::: Texte fourni
Introduction

Psychologue clinicienne /psychanalyste, ayant un doctorate en psychopathologie fondamentale, je consulte en institution et en ligne, ou par téléphone.

 

Le plupart des textes ci-joints sont le fruit d'un travail de recherche clinique, parfois universitaire. Ils sont adressés surtout, mais non exclusivement, aux collègues cliniciens. 

 

Je m'intéresse également à la littérature. Ce travail-ci s'adresse à tous. 

 

 


Les Mots dans l'oeil ! Words in the Eye ! 

 

"J'éprouvais un malaise confus, que j'essayais d'attribuer à la rigidité et non à l'action d'un narcotique.  Je fermais les yeux, les ouvris. Alors je vis l'Aleph."

 

"J'en arrive maintenant au point essentiel, ineffable de mon récit; ici commence mon désespoir d'écrivain. Tout langage est un alphabet de symboles dont l'exercice suppose un passé que les interlocuteurs partagent; comment transmettre aux autres l'Aleph infini que ma craintive mémoire embrasse à peine ? Les mystiques, dans une situation analogue, prodiguent les emblèmes : pour exprimer la divinité, un Perse parle d'un oiseau qui en une certaine façon est tous les oiseaux; Alanus ab Insulis, d'une sphère dont le centre est partout et la circonférence nulle part; Ezéchiel, d'un ange à quatre visages qui se dirige en même temps vers l'Orient et l'Occident, le Nord et le Sud. (Je ne me rappelle pas vainement ces analogies inconcevables; elles ont un rapport avec l'Aleph.)  Peut-être les dieux ne me refuseraient-ils pas de trouver une image équivalente, mais mon récit serait contaminé de littérature, d'erreur."
::::::
::: Données extraites
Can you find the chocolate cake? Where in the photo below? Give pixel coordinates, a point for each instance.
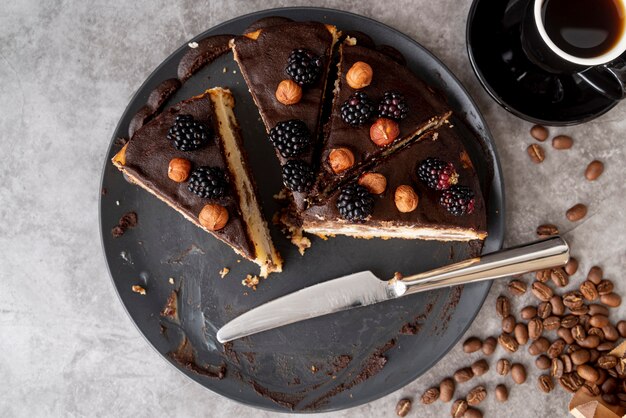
(191, 157)
(285, 65)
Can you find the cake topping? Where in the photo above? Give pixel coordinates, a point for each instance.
(178, 169)
(291, 138)
(357, 110)
(208, 182)
(188, 134)
(340, 159)
(406, 199)
(213, 217)
(288, 92)
(393, 106)
(437, 174)
(384, 131)
(303, 66)
(458, 200)
(375, 183)
(297, 176)
(355, 203)
(359, 75)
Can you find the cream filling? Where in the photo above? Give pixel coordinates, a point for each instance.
(266, 255)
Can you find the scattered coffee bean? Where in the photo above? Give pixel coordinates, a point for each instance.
(576, 212)
(547, 230)
(536, 153)
(503, 367)
(446, 389)
(562, 142)
(594, 170)
(476, 395)
(403, 407)
(545, 383)
(518, 373)
(539, 132)
(472, 344)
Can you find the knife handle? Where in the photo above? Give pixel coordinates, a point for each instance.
(538, 255)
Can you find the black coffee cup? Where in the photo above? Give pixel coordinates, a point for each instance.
(602, 66)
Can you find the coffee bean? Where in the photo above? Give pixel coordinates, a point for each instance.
(559, 277)
(472, 344)
(558, 308)
(562, 142)
(572, 266)
(539, 132)
(605, 287)
(459, 407)
(476, 395)
(463, 375)
(446, 389)
(612, 299)
(502, 393)
(595, 275)
(430, 396)
(536, 153)
(517, 288)
(594, 170)
(508, 343)
(503, 306)
(541, 291)
(545, 383)
(576, 212)
(503, 366)
(530, 312)
(489, 346)
(547, 230)
(518, 373)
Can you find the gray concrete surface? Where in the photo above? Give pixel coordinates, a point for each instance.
(68, 69)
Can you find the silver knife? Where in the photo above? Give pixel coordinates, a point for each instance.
(364, 288)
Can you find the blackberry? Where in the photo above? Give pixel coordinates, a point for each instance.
(208, 182)
(357, 110)
(303, 66)
(393, 106)
(458, 200)
(290, 138)
(188, 134)
(297, 176)
(355, 203)
(437, 174)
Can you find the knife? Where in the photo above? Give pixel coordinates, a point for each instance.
(364, 288)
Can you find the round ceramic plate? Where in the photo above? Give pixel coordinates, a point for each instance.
(327, 363)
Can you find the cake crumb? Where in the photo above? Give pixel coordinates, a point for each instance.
(138, 289)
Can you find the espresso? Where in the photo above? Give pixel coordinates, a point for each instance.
(584, 28)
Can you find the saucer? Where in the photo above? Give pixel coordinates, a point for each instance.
(522, 88)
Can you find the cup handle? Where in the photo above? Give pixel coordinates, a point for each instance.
(608, 79)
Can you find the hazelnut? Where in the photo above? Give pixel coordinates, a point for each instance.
(406, 199)
(375, 183)
(340, 159)
(384, 131)
(359, 75)
(179, 169)
(213, 217)
(288, 92)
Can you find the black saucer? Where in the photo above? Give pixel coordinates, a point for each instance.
(495, 51)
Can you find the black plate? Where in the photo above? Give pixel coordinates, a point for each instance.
(495, 51)
(165, 245)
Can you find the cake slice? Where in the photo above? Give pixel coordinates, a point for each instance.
(191, 157)
(285, 65)
(427, 190)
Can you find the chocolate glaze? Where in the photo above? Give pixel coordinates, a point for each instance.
(400, 168)
(148, 155)
(208, 49)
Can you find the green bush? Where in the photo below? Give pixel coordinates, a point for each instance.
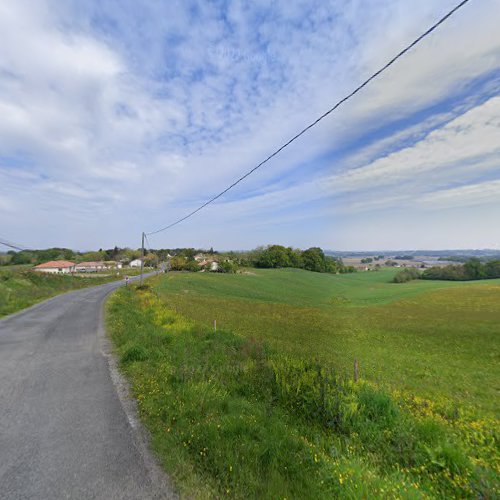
(407, 275)
(242, 421)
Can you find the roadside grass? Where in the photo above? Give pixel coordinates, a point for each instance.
(437, 340)
(233, 416)
(21, 288)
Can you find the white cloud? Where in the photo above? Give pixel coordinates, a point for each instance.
(108, 103)
(483, 193)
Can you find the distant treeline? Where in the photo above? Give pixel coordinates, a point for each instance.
(40, 256)
(312, 259)
(472, 269)
(272, 256)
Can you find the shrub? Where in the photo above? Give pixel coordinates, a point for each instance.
(406, 275)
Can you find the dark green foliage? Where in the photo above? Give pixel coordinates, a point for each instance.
(472, 269)
(134, 353)
(227, 266)
(274, 256)
(406, 275)
(237, 419)
(312, 259)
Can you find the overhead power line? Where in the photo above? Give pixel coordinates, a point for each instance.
(324, 115)
(11, 245)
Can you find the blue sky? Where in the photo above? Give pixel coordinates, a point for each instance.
(121, 116)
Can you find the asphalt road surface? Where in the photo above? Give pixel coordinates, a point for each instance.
(63, 429)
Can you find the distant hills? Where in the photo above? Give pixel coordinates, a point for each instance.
(427, 253)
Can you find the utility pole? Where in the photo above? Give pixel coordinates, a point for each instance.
(142, 257)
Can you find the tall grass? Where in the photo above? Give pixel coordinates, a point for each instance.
(21, 288)
(231, 417)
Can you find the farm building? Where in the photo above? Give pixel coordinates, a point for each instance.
(89, 267)
(56, 267)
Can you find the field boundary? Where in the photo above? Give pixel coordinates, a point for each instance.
(160, 482)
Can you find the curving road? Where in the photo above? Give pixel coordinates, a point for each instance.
(63, 429)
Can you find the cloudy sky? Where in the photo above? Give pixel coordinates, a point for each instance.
(118, 116)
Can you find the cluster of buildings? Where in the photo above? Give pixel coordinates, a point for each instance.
(207, 262)
(67, 267)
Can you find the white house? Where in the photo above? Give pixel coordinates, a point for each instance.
(89, 267)
(56, 267)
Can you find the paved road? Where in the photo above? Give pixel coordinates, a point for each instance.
(63, 431)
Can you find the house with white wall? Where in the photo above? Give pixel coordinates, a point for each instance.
(56, 267)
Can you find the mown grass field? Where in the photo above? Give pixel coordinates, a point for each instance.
(266, 408)
(21, 288)
(435, 339)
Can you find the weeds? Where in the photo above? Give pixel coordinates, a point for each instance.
(230, 417)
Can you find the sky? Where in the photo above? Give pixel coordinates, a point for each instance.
(118, 117)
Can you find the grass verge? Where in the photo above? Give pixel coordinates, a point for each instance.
(21, 288)
(230, 417)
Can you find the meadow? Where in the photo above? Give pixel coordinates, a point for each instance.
(433, 338)
(265, 407)
(21, 288)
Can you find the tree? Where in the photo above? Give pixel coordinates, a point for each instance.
(314, 260)
(274, 256)
(492, 269)
(474, 269)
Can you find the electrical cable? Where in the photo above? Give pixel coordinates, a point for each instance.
(315, 122)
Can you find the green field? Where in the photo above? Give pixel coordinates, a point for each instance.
(431, 338)
(266, 407)
(21, 288)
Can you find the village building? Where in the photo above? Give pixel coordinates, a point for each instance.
(56, 267)
(89, 267)
(112, 264)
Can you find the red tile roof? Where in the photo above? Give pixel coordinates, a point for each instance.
(55, 264)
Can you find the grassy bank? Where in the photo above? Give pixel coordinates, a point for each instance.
(231, 415)
(21, 288)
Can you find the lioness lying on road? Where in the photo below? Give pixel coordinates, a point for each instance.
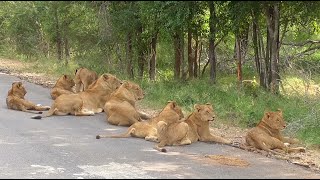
(267, 136)
(194, 128)
(15, 100)
(84, 78)
(121, 108)
(147, 129)
(85, 103)
(63, 86)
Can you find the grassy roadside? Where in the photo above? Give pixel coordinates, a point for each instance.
(235, 107)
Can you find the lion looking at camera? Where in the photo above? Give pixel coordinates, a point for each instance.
(63, 86)
(267, 134)
(15, 100)
(147, 129)
(85, 103)
(84, 78)
(121, 108)
(195, 128)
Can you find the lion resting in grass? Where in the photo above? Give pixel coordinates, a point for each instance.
(121, 108)
(63, 86)
(194, 128)
(147, 129)
(267, 136)
(84, 78)
(15, 100)
(85, 103)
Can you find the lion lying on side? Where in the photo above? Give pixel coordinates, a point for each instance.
(63, 86)
(121, 109)
(194, 128)
(15, 100)
(85, 103)
(267, 136)
(84, 78)
(147, 129)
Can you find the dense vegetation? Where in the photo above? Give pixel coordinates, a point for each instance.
(243, 57)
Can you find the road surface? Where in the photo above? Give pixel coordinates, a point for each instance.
(65, 147)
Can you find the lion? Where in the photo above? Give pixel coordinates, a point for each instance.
(85, 103)
(194, 128)
(147, 129)
(63, 86)
(15, 100)
(267, 134)
(84, 78)
(121, 109)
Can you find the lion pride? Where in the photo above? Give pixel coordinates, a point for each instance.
(147, 129)
(87, 102)
(63, 86)
(121, 108)
(267, 134)
(194, 128)
(84, 78)
(15, 100)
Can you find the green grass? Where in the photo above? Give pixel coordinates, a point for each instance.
(233, 106)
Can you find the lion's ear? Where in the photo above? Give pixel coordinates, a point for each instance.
(197, 107)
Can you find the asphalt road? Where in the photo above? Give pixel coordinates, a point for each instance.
(65, 147)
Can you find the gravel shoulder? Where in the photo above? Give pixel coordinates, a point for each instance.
(310, 159)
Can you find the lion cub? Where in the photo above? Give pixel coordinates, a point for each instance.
(84, 78)
(85, 103)
(63, 86)
(194, 128)
(15, 100)
(121, 109)
(147, 129)
(267, 136)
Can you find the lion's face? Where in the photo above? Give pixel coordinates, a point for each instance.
(18, 89)
(275, 120)
(205, 111)
(67, 81)
(174, 106)
(136, 90)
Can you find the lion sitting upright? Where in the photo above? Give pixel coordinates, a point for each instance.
(63, 86)
(267, 136)
(15, 100)
(194, 128)
(84, 78)
(85, 103)
(147, 129)
(121, 109)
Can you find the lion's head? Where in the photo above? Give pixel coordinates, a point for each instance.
(65, 81)
(17, 89)
(172, 105)
(204, 112)
(274, 120)
(106, 81)
(135, 89)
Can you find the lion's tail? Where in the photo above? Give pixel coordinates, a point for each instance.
(49, 113)
(124, 135)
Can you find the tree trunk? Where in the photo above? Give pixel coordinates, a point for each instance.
(212, 58)
(190, 58)
(141, 59)
(129, 56)
(177, 45)
(195, 59)
(58, 34)
(273, 16)
(152, 72)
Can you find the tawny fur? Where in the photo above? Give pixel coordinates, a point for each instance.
(15, 100)
(63, 85)
(84, 78)
(85, 103)
(267, 134)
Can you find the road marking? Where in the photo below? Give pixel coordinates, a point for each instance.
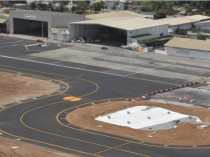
(49, 144)
(139, 154)
(77, 68)
(22, 116)
(72, 98)
(41, 77)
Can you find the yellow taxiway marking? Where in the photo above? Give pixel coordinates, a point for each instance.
(72, 98)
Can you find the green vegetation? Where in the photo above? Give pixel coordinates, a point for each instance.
(201, 37)
(81, 7)
(51, 6)
(98, 6)
(171, 8)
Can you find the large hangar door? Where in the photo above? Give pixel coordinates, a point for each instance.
(30, 27)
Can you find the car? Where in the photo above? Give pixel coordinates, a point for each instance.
(39, 40)
(104, 48)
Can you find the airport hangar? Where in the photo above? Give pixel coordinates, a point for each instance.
(39, 23)
(123, 30)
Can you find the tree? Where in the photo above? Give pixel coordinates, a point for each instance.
(62, 8)
(41, 6)
(33, 5)
(160, 15)
(201, 37)
(98, 6)
(73, 9)
(81, 6)
(50, 6)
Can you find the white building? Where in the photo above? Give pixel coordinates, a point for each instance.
(203, 26)
(189, 48)
(184, 22)
(60, 34)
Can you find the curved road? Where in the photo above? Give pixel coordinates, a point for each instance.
(42, 121)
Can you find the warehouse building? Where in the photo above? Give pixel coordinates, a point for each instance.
(184, 22)
(118, 29)
(189, 48)
(39, 23)
(203, 26)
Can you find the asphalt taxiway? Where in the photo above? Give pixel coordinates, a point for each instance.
(42, 121)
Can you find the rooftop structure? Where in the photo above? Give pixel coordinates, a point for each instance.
(192, 44)
(184, 19)
(124, 23)
(113, 14)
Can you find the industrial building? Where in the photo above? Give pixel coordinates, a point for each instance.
(118, 29)
(39, 23)
(203, 26)
(189, 48)
(183, 22)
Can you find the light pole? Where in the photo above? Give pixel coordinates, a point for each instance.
(42, 29)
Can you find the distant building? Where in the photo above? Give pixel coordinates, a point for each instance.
(203, 26)
(61, 34)
(121, 29)
(184, 22)
(39, 23)
(189, 48)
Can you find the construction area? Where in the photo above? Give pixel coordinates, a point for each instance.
(184, 134)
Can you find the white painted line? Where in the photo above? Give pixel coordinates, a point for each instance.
(68, 67)
(26, 46)
(32, 45)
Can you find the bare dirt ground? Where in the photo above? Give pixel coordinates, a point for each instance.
(10, 148)
(184, 134)
(14, 88)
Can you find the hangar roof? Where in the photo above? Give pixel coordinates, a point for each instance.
(113, 14)
(192, 44)
(124, 23)
(184, 19)
(48, 13)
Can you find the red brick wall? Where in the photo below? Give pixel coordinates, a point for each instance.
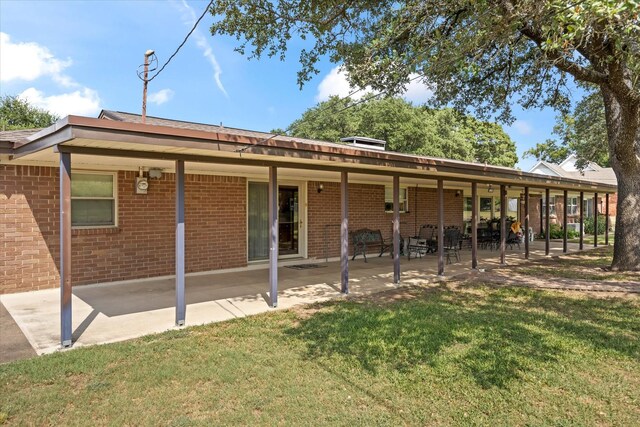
(141, 246)
(366, 210)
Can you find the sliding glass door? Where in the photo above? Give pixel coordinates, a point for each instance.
(289, 223)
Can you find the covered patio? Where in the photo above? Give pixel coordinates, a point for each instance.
(186, 153)
(114, 312)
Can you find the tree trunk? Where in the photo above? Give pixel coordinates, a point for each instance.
(623, 131)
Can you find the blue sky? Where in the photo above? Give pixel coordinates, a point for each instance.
(78, 57)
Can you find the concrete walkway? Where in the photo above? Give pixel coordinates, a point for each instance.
(119, 311)
(13, 344)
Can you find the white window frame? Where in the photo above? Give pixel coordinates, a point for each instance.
(403, 199)
(552, 205)
(114, 197)
(572, 205)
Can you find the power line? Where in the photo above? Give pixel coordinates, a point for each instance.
::::::
Exercices proposés -
(1) Dites si chaque affirmation concorde avec le texte fourni. Répondez par oui ou non et citez les mots décisifs du texte.
(a) La psychologue consulte aussi par téléphone.
(b) Les textes de recherche sont adressés exclusivement aux collègues cliniciens.
(c) Selon Alanus ab Insulis, la sphère a son centre nulle part.
(2) Résumez sous forme de liste le paragraphe du texte fourni qui commence par « J'en arrive maintenant ». Gardez ses faits principaux.

Réponses par exercice -
(1)
(a) Oui : « je consulte en institution et en ligne, ou par téléphone. »
(b) Non : « Ils sont adressés surtout, mais non exclusivement, aux collègues cliniciens. »
(c) Non : « d'une sphère dont le centre est partout et la circonférence nulle part »

(2)
- Le récit atteint son point essentiel et ineffable, où commence le désespoir d'écrivain.
- Tout langage est un alphabet de symboles qui suppose un passé partagé par les interlocuteurs. Il est donc difficile de transmettre l'Aleph infini, que la mémoire embrasse à peine.
- Dans une situation analogue, les mystiques multiplient les emblèmes pour exprimer la divinité :
  - un Perse parle d'un oiseau qui est en quelque sorte tous les oiseaux ;
  - Alanus ab Insulis parle d'une sphère dont le centre est partout et la circonférence nulle part ;
  - Ézéchiel parle d'un ange à quatre visages tourné à la fois vers les quatre points cardinaux.
- Ces analogies ont un rapport avec l'Aleph.
- Les dieux permettraient peut-être de trouver une image équivalente, mais le récit serait alors contaminé de littérature, d'erreur.